**Given text:**

## Begin

Implementing OAuth 2.0 in a desktop application built with Tauri reveals its own set of complexities, especially in terms of user experience.
Interface and Data Models
Besides defining the data models (“Author,” “Post,” etc.), a key aspect of the desktop application is building an interface that links users to their data. Without a robust and scalable connection between users and their Cloud Firestore data, the app would be of limited use.
Authorization Alternatives
While OAuth 2.0 was selected for its versatility, I initially considered other authorization and authentication methods. Many of these options ultimately proved unnecessary, at least for now, as they introduced more complexity than required. Below are a few alternative specifications and the reasons they weren’t chosen or why they became irrelevant to the implementation:
API Keys
API keys are a straightforward way to authenticate by using a unique string to grant access to an API. This method is simple to implement but generally provides less security than the other standards mentioned, often lacking the same granularity and protection.
This option was ruled out from the start because it would have required managing a separate database. That would reduce the flexibility of the app in terms of usage and security. Additionally, if an API key were to be lost or exposed in a data breach, the resulting issues would be unpredictable.
OpenID Connect (OIDC)
OpenID Connect is a layer built on top of OAuth 2.0, making it easy to authenticate users and obtain basic profile information. It allows applications to retrieve identity information from an identity provider (IdP) without users having to re-enter credentials. OIDC uses JWTs (JSON Web Tokens) for exchanging information, offering a standardized authentication process.
OpenID Connect wasn’t required for LetterFlow because it’s integrated into Google OAuth 2.0. Additionally, OIDC alone wouldn’t suffice for the operations the desktop application would need. While profile information is part of the authentication flow and interface, it alone doesn’t provide enough permission to communicate with Google Cloud Platform.
FIDO (Fast Identity Online)

## End

**Short problem:** Can you return, word for word, the stretch of the OAuth text above from "This option was" through "OpenID Connect (OIDC)"?

**Data block:**
## Begin

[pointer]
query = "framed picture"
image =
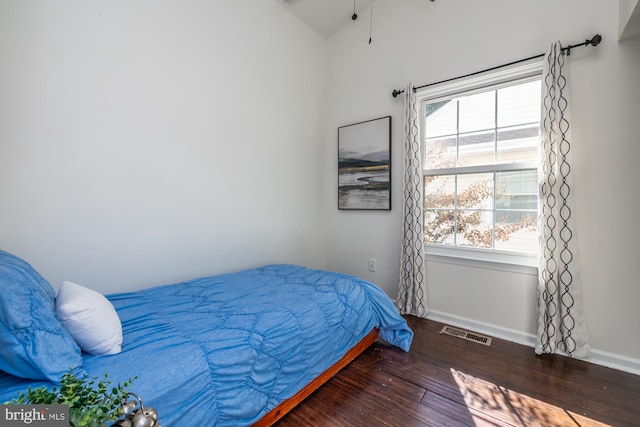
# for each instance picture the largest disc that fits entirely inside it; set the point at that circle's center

## End

**Solution:**
This option was ruled out from the start because it would have required managing a separate database. That would reduce the flexibility of the app in terms of usage and security. Additionally, if an API key were to be lost or exposed in a data breach, the resulting issues would be unpredictable.
OpenID Connect (OIDC)